> [TASK TO COMPLETE] Reproduce the records below with "target" renamed to "category" wherever it occurs, keeping every other character the same.
━━━━
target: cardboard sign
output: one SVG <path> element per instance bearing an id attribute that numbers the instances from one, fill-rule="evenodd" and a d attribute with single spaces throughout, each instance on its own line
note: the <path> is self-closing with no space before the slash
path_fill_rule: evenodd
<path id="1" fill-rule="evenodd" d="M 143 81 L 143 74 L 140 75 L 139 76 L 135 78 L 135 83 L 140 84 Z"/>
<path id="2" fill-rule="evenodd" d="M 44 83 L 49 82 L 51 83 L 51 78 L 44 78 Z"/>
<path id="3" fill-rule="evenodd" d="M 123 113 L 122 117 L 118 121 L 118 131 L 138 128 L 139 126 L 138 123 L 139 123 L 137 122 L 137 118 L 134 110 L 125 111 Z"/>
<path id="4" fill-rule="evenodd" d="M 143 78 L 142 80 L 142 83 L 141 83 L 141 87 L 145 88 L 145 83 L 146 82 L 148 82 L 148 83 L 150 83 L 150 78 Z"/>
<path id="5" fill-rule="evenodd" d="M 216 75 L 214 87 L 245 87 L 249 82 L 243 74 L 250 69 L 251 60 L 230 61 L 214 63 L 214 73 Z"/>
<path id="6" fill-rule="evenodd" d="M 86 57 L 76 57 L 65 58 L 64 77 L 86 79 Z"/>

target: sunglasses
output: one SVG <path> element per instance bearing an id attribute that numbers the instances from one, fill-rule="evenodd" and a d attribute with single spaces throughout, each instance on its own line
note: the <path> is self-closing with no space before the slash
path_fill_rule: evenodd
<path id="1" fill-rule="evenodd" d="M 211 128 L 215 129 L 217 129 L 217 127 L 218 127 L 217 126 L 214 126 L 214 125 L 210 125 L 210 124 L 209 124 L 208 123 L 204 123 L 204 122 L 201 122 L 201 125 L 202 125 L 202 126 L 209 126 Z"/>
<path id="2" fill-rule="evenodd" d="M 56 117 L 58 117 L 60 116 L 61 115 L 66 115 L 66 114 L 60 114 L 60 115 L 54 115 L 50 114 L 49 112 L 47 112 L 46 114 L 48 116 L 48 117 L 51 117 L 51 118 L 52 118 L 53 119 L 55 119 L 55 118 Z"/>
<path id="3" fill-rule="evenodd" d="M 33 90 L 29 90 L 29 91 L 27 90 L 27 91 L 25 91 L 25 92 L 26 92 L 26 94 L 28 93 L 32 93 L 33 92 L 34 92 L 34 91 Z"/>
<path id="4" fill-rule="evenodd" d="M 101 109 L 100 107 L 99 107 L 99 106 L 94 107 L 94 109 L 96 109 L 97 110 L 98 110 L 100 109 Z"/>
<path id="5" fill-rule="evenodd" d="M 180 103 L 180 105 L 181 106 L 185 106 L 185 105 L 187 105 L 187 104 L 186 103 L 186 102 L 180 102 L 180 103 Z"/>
━━━━
> [RESULT FOR THIS TASK]
category: cardboard sign
output: one SVG <path> element per instance bearing an id attribute that numbers the instances from one, fill-rule="evenodd" and a d attribute with single spaces throughout, each instance on its own line
note: the <path> is self-closing with no space before the slash
path_fill_rule: evenodd
<path id="1" fill-rule="evenodd" d="M 143 81 L 143 74 L 140 75 L 139 76 L 135 78 L 135 83 L 140 84 Z"/>
<path id="2" fill-rule="evenodd" d="M 44 83 L 49 82 L 51 83 L 51 78 L 44 78 Z"/>
<path id="3" fill-rule="evenodd" d="M 123 113 L 122 117 L 118 121 L 118 131 L 138 128 L 139 126 L 138 123 L 139 123 L 137 122 L 137 118 L 134 110 L 125 111 Z"/>
<path id="4" fill-rule="evenodd" d="M 143 78 L 142 80 L 142 83 L 141 83 L 141 87 L 145 88 L 145 83 L 146 82 L 148 82 L 148 83 L 150 83 L 150 78 Z"/>
<path id="5" fill-rule="evenodd" d="M 216 75 L 214 87 L 245 87 L 249 82 L 243 74 L 250 69 L 251 60 L 230 61 L 214 63 L 214 73 Z"/>
<path id="6" fill-rule="evenodd" d="M 86 57 L 76 57 L 65 58 L 64 77 L 86 79 Z"/>

category: sunglasses
output: one SVG <path> element per instance bearing an id attribute that numbers the instances from one, fill-rule="evenodd" and a d attribute with single spaces throughout, each instance on its own line
note: the <path> is self-closing with no space before the slash
path_fill_rule: evenodd
<path id="1" fill-rule="evenodd" d="M 211 128 L 215 129 L 217 129 L 217 127 L 218 127 L 217 126 L 214 126 L 214 125 L 210 125 L 210 124 L 209 124 L 208 123 L 204 123 L 204 122 L 201 122 L 201 125 L 202 125 L 202 126 L 209 126 Z"/>
<path id="2" fill-rule="evenodd" d="M 56 117 L 58 117 L 60 116 L 61 115 L 66 115 L 66 114 L 60 114 L 60 115 L 54 115 L 50 114 L 49 112 L 47 112 L 46 114 L 48 116 L 48 117 L 51 117 L 51 118 L 52 118 L 53 119 L 55 119 L 55 118 Z"/>
<path id="3" fill-rule="evenodd" d="M 33 90 L 29 90 L 29 91 L 27 90 L 27 91 L 25 91 L 25 92 L 26 92 L 26 94 L 28 93 L 32 93 L 33 92 L 34 92 L 34 91 Z"/>
<path id="4" fill-rule="evenodd" d="M 101 109 L 100 107 L 99 107 L 99 106 L 94 107 L 94 109 L 96 109 L 97 110 L 98 110 L 100 109 Z"/>
<path id="5" fill-rule="evenodd" d="M 180 103 L 180 105 L 181 106 L 185 106 L 185 105 L 187 105 L 187 104 L 186 103 L 186 102 L 180 102 L 180 103 Z"/>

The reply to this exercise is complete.